**Exercises to complete:**
(1) Can you rewrite everything from "Now, when we" down to "mitigate detected drifts." in the Terraform drift article, with "Slack" changed to "Discord"?
(2) Which lines of the listing contain the word "wall"? Copy each such line in full.

**Source text:**
Terraform AWS Drift Checks

IaC (or “Infrastructure as Code”) is an IT management style all members of the technical world have to deal with because working in code vs. manual processes, as IaC entails, can make processes more efficient. Everyone who works with IaC, though, has to sometimes face a “drift,” which is when our configuration/source code does not describe the cloud resources as it should. Somebody manually changed the CPU count, attached the IP address, or took another action that caused the configuration to malfunction because they forgot that we don’t do that by hand anymore. We have IaC. 

This may not seem like a big deal, and oftentimes the resulting problem isn’t. Except for when it is. 

We use the concept of IaC so that we can have a single source of “truth,” or an established set of standards that we can go back to and rely upon without fail. If we make manual changes in the console, where is the truth now? It’s tampered with; it’s bent; it’s been compromised. Whatever might have been the reasons for the manual change, most of the time it is not worth it because all of a sudden we have deviated from this shared truth that makes our processes work and that can result in additional internal problems and colleagues no longer being on the same page as they try to root out where things went wrong. 

The Never-ending Drift Mitigation Process

Now, when we establish there is a drift problem, what solutions can we use? Well, at ShipMonk, we start with the most basic investigations first before looking into complex ones; oftentimes, searching in obvious places can lead to faster cleanup. For example, every morning, we check the configuration of each Terragrunt folder, and if there were any changes we send the discovered info to our specialists in their Slack group channel. Those who are on-call will take the information and proactively mitigate detected drifts.

**Input material:**
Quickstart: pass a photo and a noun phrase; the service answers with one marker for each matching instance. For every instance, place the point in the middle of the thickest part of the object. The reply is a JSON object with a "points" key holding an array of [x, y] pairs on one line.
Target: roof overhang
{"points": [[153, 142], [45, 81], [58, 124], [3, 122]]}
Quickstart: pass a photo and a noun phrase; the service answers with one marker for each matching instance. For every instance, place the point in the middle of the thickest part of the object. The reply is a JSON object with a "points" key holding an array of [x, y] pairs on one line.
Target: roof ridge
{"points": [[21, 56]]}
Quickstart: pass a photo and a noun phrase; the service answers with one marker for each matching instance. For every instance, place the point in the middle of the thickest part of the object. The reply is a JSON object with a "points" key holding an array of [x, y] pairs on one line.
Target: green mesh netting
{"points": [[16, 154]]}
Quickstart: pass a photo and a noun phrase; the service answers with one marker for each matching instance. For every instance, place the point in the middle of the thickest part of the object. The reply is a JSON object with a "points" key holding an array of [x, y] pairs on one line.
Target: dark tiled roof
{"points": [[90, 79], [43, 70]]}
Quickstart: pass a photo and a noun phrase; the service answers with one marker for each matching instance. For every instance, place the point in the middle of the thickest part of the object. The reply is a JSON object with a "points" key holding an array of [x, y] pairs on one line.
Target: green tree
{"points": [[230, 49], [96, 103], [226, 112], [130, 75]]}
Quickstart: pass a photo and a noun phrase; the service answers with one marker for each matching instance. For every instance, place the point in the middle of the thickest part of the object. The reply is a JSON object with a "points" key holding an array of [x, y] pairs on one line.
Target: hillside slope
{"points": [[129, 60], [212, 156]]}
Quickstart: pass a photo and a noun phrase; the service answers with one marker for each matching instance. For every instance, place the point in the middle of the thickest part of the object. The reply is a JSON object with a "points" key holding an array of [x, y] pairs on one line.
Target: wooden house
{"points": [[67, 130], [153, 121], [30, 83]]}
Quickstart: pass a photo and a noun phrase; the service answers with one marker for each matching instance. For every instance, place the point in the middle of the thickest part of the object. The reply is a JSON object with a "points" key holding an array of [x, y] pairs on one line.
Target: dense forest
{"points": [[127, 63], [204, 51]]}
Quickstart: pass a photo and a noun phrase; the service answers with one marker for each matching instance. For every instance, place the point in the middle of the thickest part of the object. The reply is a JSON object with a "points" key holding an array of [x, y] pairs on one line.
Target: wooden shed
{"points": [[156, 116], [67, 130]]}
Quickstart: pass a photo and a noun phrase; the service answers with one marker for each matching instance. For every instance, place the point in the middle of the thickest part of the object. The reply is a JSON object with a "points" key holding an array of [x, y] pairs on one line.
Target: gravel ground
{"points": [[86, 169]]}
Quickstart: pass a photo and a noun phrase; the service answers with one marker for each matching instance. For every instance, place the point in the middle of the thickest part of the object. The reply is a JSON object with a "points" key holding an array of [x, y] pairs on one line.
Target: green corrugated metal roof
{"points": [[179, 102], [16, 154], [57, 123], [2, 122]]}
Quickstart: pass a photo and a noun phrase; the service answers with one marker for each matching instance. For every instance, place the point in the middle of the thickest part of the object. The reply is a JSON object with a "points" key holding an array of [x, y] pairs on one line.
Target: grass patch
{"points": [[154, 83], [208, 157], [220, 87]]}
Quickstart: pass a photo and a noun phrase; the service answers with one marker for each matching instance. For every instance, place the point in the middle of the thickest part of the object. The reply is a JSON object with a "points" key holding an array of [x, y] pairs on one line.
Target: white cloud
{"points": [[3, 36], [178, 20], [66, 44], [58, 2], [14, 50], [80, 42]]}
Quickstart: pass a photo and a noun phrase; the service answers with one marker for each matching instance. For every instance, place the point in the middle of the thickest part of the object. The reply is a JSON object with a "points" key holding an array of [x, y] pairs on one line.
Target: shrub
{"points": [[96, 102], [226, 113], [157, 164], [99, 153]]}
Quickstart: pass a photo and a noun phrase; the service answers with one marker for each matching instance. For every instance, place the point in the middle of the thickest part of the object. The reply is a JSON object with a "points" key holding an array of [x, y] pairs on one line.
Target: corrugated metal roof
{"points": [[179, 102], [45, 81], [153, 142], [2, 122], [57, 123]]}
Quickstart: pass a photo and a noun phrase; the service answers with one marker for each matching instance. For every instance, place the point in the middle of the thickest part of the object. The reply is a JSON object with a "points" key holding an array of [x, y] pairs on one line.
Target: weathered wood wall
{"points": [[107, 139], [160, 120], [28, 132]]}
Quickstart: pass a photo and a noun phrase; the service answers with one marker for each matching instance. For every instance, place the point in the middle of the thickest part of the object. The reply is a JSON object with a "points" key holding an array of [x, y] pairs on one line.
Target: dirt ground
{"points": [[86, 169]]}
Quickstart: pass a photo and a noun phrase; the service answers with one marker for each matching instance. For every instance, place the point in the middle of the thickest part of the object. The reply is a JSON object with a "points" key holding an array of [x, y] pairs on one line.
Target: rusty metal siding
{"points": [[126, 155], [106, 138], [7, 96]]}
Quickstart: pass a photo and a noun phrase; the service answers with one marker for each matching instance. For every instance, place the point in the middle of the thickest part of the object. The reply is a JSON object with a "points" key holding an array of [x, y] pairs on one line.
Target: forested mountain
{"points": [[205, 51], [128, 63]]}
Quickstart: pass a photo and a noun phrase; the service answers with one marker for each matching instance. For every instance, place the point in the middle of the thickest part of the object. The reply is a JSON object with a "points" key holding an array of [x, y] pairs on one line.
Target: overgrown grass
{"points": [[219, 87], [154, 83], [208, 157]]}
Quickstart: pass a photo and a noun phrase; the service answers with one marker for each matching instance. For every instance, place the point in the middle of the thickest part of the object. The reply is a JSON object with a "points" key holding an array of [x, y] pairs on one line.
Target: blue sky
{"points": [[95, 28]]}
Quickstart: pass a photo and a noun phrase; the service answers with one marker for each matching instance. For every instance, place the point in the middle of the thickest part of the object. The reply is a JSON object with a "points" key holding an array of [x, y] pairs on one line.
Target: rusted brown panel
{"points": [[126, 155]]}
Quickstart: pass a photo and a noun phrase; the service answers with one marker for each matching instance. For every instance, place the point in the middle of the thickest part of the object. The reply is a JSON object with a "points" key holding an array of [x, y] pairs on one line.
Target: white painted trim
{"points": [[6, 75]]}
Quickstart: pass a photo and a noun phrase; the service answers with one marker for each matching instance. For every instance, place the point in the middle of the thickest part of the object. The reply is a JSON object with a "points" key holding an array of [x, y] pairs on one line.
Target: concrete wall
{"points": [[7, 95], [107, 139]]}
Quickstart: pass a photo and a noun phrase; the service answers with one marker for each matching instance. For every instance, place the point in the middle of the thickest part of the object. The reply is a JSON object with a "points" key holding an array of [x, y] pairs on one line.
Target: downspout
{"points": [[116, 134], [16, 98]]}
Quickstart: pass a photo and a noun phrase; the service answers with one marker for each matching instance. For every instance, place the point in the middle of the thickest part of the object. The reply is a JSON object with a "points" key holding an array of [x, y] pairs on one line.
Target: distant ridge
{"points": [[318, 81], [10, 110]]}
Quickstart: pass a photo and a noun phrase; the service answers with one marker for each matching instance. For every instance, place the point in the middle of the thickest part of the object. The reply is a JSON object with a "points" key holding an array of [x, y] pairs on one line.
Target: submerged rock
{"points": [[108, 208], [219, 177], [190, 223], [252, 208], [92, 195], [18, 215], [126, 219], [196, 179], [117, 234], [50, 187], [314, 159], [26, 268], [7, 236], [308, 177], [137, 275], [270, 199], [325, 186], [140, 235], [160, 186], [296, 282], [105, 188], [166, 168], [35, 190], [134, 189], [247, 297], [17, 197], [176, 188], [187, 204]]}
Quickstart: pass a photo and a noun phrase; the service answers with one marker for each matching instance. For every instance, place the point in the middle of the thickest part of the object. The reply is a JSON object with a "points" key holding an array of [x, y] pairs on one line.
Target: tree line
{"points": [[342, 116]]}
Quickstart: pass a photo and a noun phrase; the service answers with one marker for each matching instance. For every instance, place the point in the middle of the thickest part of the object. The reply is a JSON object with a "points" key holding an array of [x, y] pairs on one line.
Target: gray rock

**Outputs in order:**
(1)
Now, when we establish there is a drift problem, what solutions can we use? Well, at ShipMonk, we start with the most basic investigations first before looking into complex ones; oftentimes, searching in obvious places can lead to faster cleanup. For example, every morning, we check the configuration of each Terragrunt folder, and if there were any changes we send the discovered info to our specialists in their Discord group channel. Those who are on-call will take the information and proactively mitigate detected drifts.

(2)
Target: weathered wood wall
Target: concrete wall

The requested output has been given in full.